Copy every one of the following records word for word, keeping each line unchanged and in its original order.
################
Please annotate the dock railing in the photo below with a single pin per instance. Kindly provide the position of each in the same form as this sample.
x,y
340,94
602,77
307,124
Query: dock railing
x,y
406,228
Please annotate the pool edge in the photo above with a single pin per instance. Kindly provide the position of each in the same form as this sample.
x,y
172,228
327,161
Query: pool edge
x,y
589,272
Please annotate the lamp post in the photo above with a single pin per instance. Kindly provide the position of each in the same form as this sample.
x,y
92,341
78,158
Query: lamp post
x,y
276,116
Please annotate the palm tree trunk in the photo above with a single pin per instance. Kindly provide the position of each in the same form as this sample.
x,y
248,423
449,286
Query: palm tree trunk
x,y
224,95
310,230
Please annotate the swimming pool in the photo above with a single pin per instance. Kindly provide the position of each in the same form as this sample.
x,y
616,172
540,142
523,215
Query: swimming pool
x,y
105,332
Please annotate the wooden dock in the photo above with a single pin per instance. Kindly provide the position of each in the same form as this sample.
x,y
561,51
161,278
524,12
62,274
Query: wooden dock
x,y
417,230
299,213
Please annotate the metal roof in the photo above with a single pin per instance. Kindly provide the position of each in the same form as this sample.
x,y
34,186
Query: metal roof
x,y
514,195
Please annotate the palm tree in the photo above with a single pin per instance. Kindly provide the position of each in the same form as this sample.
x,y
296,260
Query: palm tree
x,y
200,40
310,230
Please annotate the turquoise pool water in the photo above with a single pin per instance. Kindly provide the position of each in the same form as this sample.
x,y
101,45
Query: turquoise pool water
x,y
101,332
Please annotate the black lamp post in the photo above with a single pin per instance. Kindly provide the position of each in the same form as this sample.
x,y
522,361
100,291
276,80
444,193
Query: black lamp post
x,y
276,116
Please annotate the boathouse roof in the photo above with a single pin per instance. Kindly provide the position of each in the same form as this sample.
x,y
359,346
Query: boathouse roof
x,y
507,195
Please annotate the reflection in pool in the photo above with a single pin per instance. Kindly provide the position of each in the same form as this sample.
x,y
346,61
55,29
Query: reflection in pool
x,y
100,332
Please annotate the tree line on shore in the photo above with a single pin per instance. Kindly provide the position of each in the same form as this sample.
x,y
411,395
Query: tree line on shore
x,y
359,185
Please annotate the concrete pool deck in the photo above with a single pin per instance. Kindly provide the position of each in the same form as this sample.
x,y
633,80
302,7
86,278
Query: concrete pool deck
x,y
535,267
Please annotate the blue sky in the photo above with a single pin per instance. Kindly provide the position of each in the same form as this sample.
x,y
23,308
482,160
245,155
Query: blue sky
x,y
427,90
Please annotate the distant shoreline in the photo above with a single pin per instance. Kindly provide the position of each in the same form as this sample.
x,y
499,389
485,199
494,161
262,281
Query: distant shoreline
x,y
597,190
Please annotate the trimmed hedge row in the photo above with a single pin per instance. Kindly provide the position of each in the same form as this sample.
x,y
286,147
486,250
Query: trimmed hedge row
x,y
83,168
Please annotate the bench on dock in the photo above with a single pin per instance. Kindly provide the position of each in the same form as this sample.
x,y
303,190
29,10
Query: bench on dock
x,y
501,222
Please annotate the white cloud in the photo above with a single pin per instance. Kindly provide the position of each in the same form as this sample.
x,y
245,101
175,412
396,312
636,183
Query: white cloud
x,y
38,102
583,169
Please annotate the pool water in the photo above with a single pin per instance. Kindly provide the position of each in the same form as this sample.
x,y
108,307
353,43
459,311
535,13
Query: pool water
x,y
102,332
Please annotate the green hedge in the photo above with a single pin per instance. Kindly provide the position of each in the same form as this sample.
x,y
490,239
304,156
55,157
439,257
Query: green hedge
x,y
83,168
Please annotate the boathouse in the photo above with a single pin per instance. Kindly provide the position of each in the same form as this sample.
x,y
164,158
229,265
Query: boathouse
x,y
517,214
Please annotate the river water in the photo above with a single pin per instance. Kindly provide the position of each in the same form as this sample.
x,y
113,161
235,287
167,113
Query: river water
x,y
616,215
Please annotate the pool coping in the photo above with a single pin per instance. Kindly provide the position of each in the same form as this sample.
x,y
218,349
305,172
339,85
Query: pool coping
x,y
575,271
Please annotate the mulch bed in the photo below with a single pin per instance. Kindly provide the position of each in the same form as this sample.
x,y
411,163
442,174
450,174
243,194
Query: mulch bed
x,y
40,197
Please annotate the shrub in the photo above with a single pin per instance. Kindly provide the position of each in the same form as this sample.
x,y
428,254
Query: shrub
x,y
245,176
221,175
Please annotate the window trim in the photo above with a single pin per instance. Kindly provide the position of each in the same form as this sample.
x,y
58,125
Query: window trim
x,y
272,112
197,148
################
* [EXERCISE RESULT]:
Please annotate the dock railing in the photo below with a single pin per instance. Kindly provide the position of each in the same form as this sample.
x,y
340,94
602,77
307,124
Query: dock railing
x,y
406,228
Please annotate the pool edge in the photo above with a single pin per instance. Kindly provide the position of each in the same form as this sample.
x,y
172,228
327,161
Query: pool edge
x,y
589,272
Please annotate the lamp post in the photo above with a single pin per instance. Kindly provide the position of each in the same form as this sample.
x,y
92,341
78,158
Query: lamp post
x,y
276,116
Please annotate the palm tree trunk in the photo above with a single pin per instance. Kindly provide the position of each in the same form as this sample.
x,y
248,423
449,286
Query: palm tree trunk
x,y
224,95
310,230
Please annotate the swimming pool in the photo above with a single pin per instance. Kindly provide the position of each in the same form as this sample.
x,y
616,172
540,142
523,215
Query: swimming pool
x,y
105,332
Please annotate the wooden dock in the photo above with a single pin per instance. Kindly provide the position of each in the same form as this sample.
x,y
561,51
161,278
524,12
62,274
Query: wooden dock
x,y
417,230
299,213
Please annotate the metal roof in the photo above with a single pin per instance. Kindly provide the position of each in the same form as this sample.
x,y
34,186
Query: metal roof
x,y
514,195
Please annotate the palm tree in the photo above with a single pin per instance. Kindly provide the position of each in the same form as this sample.
x,y
296,260
Query: palm tree
x,y
200,40
310,230
Please annotate the turquoise pool water in the photo above with a single pin per instance. Kindly provide the position of each in the same form as this sample.
x,y
101,45
Query: turquoise pool water
x,y
101,332
Please annotate the black lamp post in the photo above with a single pin per instance. Kindly provide the position of each in the same form as this sample.
x,y
522,361
100,291
276,80
444,193
Query: black lamp post
x,y
276,116
Please annotate the boathouse roof in the photo above with a single pin per instance. Kindly provide the position of each in the same form as this sample.
x,y
359,346
Query: boathouse roof
x,y
507,195
Please annotate the reflection in pool in the photo above with a single pin per instance. Kindly provide the position of each in the same form as this sample.
x,y
346,61
55,29
Query: reflection in pool
x,y
100,332
Please annotate the tree line on shore in the photo above with a single pin per instance. Kindly provide the position of each in the same form as this sample.
x,y
411,395
Query: tree line on shore
x,y
359,185
Please annotate the concrete pool deck in the photo above with a single pin per instance. Kindly provide the position of each in the same form as this sample.
x,y
633,80
302,7
86,278
Query: concrete pool deck
x,y
535,267
Please annotate the blue sky in the photo above with a single pin per instance. Kindly provide the position of each in the same form as this sample.
x,y
23,308
482,160
245,155
Query: blue sky
x,y
427,90
Please annotate the distant shoreline in the photo above with a single pin per instance. Kindly provide the position of each in the same form as this sample.
x,y
499,389
485,199
494,161
262,281
Query: distant shoreline
x,y
597,190
Please annotate the trimmed hedge row in the photo above with a single pin per instance. Kindly provide the position of each in the same form as this sample.
x,y
286,147
486,250
Query: trimmed hedge row
x,y
83,168
Please annotate the bench on dock in the photo above with a single pin per instance. Kindly provide the position of each in the same form as this sample.
x,y
303,190
29,10
Query: bench on dock
x,y
501,222
Please annotate the white cloud in the photo above with a single pin per instance. Kindly provide the position of each in the same form as this sample.
x,y
245,101
175,412
396,312
636,183
Query: white cloud
x,y
38,102
583,169
Please annotate the pool water in the photo above with a single pin per instance. Kindly provide the position of each in the same form as this sample.
x,y
108,307
353,43
459,311
535,13
Query: pool water
x,y
102,332
Please annotate the green hedge in the photo above with a single pin per instance. Kindly provide the position of each in the same form as this sample.
x,y
490,239
304,156
55,157
439,257
Query: green hedge
x,y
83,168
Please annotate the boathouse in the photo above with a single pin per instance. Kindly provide the position of each in the same form as this sample.
x,y
164,158
229,265
Query: boathouse
x,y
517,214
Please annotate the river water in the photo above with a single pin per instance. Kindly provide the position of each in the same form as this sample.
x,y
113,161
235,287
167,113
Query: river water
x,y
616,215
Please annotate the pool coping in the photo above with a single pin per instance. Kindly provide the position of each in the same form as this sample.
x,y
218,349
305,172
339,85
Query: pool coping
x,y
575,271
Please annotate the mulch bed in the photo below with a single pin per instance. Kindly provide the position of each in the same form as this sample.
x,y
411,163
442,174
450,174
243,194
Query: mulch bed
x,y
40,197
Please annotate the shrub in the photo above with a single pin per instance. Kindly provide the position of each in the same form as this sample.
x,y
428,254
Query: shrub
x,y
245,176
221,175
Please annotate the window trim in the photo above with a single pin per instance. Kindly provide the position of each in the same form as this sample.
x,y
58,125
Query: window trim
x,y
272,112
197,148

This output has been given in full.